___ 本文 ___

気候変動は既定事実ではない

チャールズ・クラウトハマー

米コラムニスト チャールズ・クラウトハマー

非科学的な温暖化論議

極端気象の増加は根拠なし

 【ワシントン】何度も言うが、私は地球温暖化を支持していない。地球温暖化を否定している。ずっと前から、大量の二酸化炭素を大気中に放出するのは人類にとっていいことではないと思っていた。だが、20年、30年、50年後に何が起きるかを正確に知っているかのように見せ掛ける科学者らは、白衣を着た伝道者だと思っている。

 伝道者のリーダーであるオバマ大統領は、最近行った一般教書演説で「論争の結論は出ている。気候変動は事実だ」と主張した。本当だろうか。科学が結論が出ていて、不変で、難しい課題に直面しても変わることはないと考えることこそ、まさに非科学的と言うべきだ。気候以外を例に取ってみよう。マンモグラムは、乳がんによる死を減らすのに貢献してきたと長い間考えられてきた。この事実は不変だと考えられ、オバマケアでは全保険プランで無料のマンモグラムの実施を要求している。

 だが、無作為に抽出した9万人の女性を25年にわたって追跡調査した大規模な研究から、マンモグラムは乳がん死に効果がない可能性があることが明らかになった。それどころか、マンモグラムによる診断を受けた5人のうちの1人は、不必要な放射線治療、化学療法、手術を受けていた。

 結論が出ていると考えるのはもうやめにしよう。気候のことは、乳がんほどにも分かっていない。気候に関する理論が確立されているというのなら、どうして予測が変動するのか。1970年代後半に気候の調査を行った著名な物理学者フリーマン・ダイソン氏は、現在の気候変動のカサンドラ(ギリシャ神話の凶事の予言者)らは完全に間違っていると言っているではないか。

___ 提示データ ___

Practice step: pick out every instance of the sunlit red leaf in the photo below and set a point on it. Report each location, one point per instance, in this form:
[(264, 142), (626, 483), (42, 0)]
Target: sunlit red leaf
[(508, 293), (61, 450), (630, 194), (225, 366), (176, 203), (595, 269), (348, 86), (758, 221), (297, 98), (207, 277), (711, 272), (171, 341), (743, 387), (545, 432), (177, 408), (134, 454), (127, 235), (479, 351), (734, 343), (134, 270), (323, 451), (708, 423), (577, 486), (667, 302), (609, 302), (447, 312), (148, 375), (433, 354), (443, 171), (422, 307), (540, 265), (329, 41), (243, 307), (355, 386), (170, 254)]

___

### 課題
本文の「結論が出ていると考えるのはも」から「いると言っているではないか。」に至るまでのすべてを、「著名な」を「高名な」に改めて書き直してください。 解答にあたっては本文のみを参照してください。

### 解答
結論が出ていると考えるのはもうやめにしよう。気候のことは、乳がんほどにも分かっていない。気候に関する理論が確立されているというのなら、どうして予測が変動するのか。1970年代後半に気候の調査を行った高名な物理学者フリーマン・ダイソン氏は、現在の気候変動のカサンドラ(ギリシャ神話の凶事の予言者)らは完全に間違っていると言っているではないか。